Document excerpt:
· · · · · · ·

Sunday 4 June 2023

"We can use observation and logic to arrive at the principle of individual rights..."

"For now, let’s focus on ... [Ayn] Rand’s view of rights. ... Rand based her view for the role of government on the principle of individual rights ...
    "Now, it’s certainly true that rights are not physical things that we can observe. Rights are principles, akin, in that respect, to the principles of physics or biology. Think for a minute of Newton’s first law of motion: A body remains at rest, or in motion at a constant speed in a straight line, unless acted upon by a force. This is a principle—an abstract generalisation about how the world works—derived by observation and logic. No one can look out at the world and see Newton’s first law of motion; nonetheless, everyone can see the evidence that gives rise to it.
    "Rand held that we can likewise use observation and logic to arrive at the principle of individual rights. She pointed out that, unlike other animals, man lives by using his mind. Man must act on his reasoning to create the values on which human life depends. That could be as simple as tracking prey, using dried leaves to start a fire, building a hut, or discerning edible berries from poisonous ones. Or it could be as complex as inventing antibiotics, building a gasoline engine, organizing a multinational supply chain, or providing psychological therapy. To create such values and thus live as human beings, people must be free to think and act on their rational judgment—their basic means of living. The evidence of Rand’s experience—first in Soviet Russia, then in the United States—made this vividly clear. The facts of man’s nature require that he act on his judgment to survive and thrive, and the principle of individual rights identifies this causal relation, just as principles of physics identify causal relations in that field. This is why Rand wrote in 'Atlas Shrugged':
"The source of man’s rights is not divine law or congressional law, but the law of identity. A is A—and Man is Man. Rights are conditions of existence required by man’s nature for his proper survival. If man is to live on earth, it is right for him to use his mind, it is right to act on his own free judgment, it is right to work for his values and to keep the product of his work. If life on earth is his purpose, he has a right to live as a rational being: nature forbids him the irrational. Any group, any gang, any nation that attempts to negate man’s rights, is wrong, which means: is evil, which means: is anti-life."
"This is just an indication of how Rand derived and demonstrated the principle of individual rights. Those interested in learning more should start by reading her essays 'The Objectivist Ethics' and 'Man’s Rights'.”


PaulVD said...

Nonsense. Substitute "ants" for "man":
"If ants are to live on earth, it is right for them to use their minds, it is right to act on their own free judgment, it is right to work for their values and to keep the product of their work."

Except that ants do live on earth, very successfully; but no ant exercises anything like judgment; ants respond to pheromones rather than using rational minds; and the product of an ant's work belongs to the society not to the ant. Humans are not precluded from living like that, and some societies have come pretty close (Sparta?)

I have been deeply suspicious of claims that some social arrangement is a natural law, ever since the Thomists tried to indoctrinate me long ago. Some social arrangements work better than others, but the differences are always very rough and ready, and highly context-dependent. (Feudalism worked well for many centuries, but became inoperable once the Black Death created a shortage of the necessary labour.)

One can support an argument that societies which respect individual rights work better than others that have been tried, particularly under conditions of uncertainty and social change. But I have never seen a remotely convincing argument that certain rights can be derived from the fundamentals of human nature, and Rand offers nothing but assertion.

Terry said...


Ayn Rand's corpus of work not an assertion, it is the most compelling argument for the nature of *man*, the rational animal, and for rights, ever made. When you say "Rand offers nothing but assertion," *that* is an assertion.

MarkT said...

Paul VD - If something "works" better with humans than it does ants, it's precisely because of the fundamentals of human nature, which is different to the nature of ants.

· · · · · · ·

Source data:
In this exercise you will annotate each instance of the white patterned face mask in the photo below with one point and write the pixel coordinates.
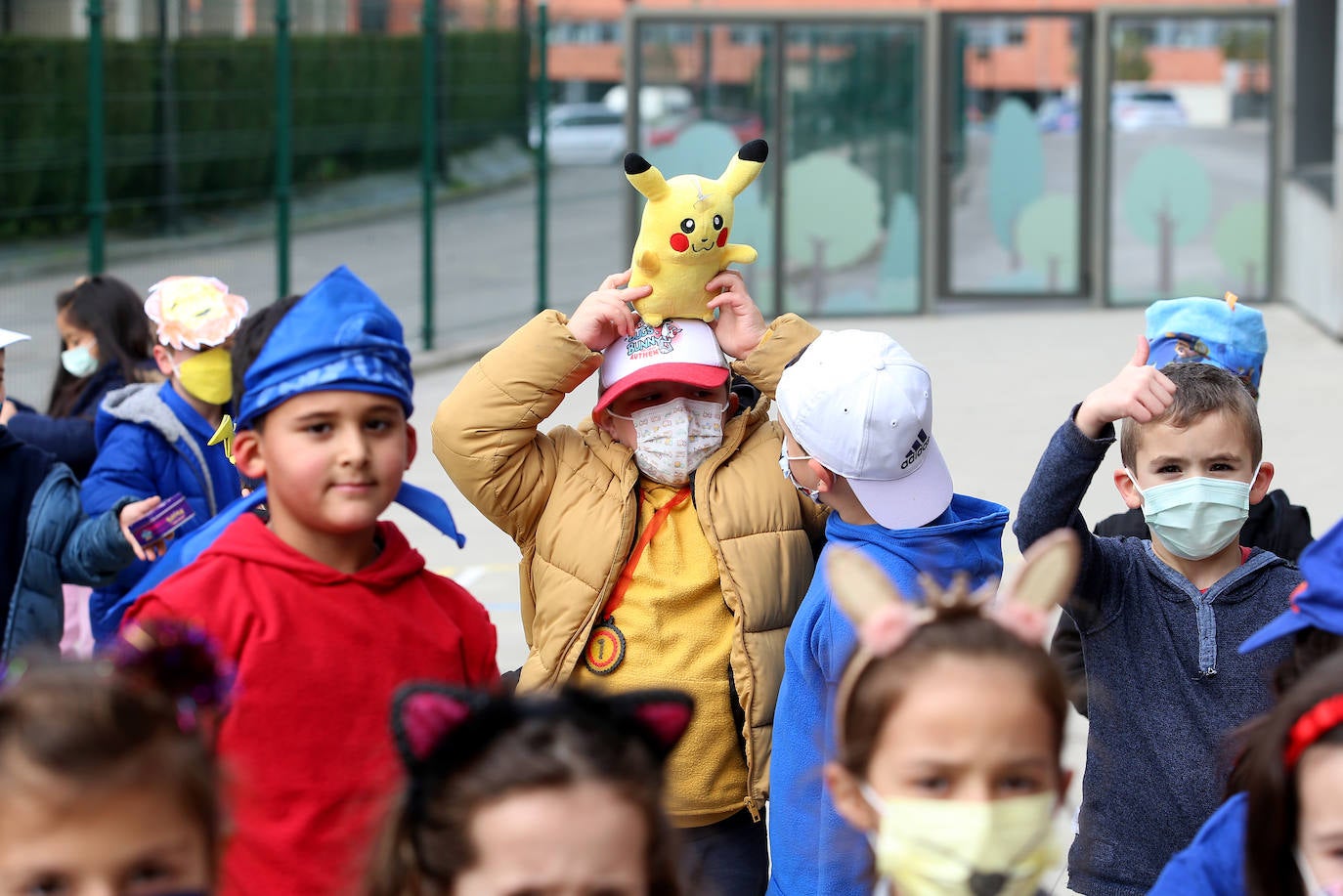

· · · · · · ·

What to work on: Can you print the part of the post on Rand's view of individual rights between "Paul VD - If" and "nature of ants.", inclusive, copied word for word?

Result of the exercise:
Paul VD - If something "works" better with humans than it does ants, it's precisely because of the fundamentals of human nature, which is different to the nature of ants.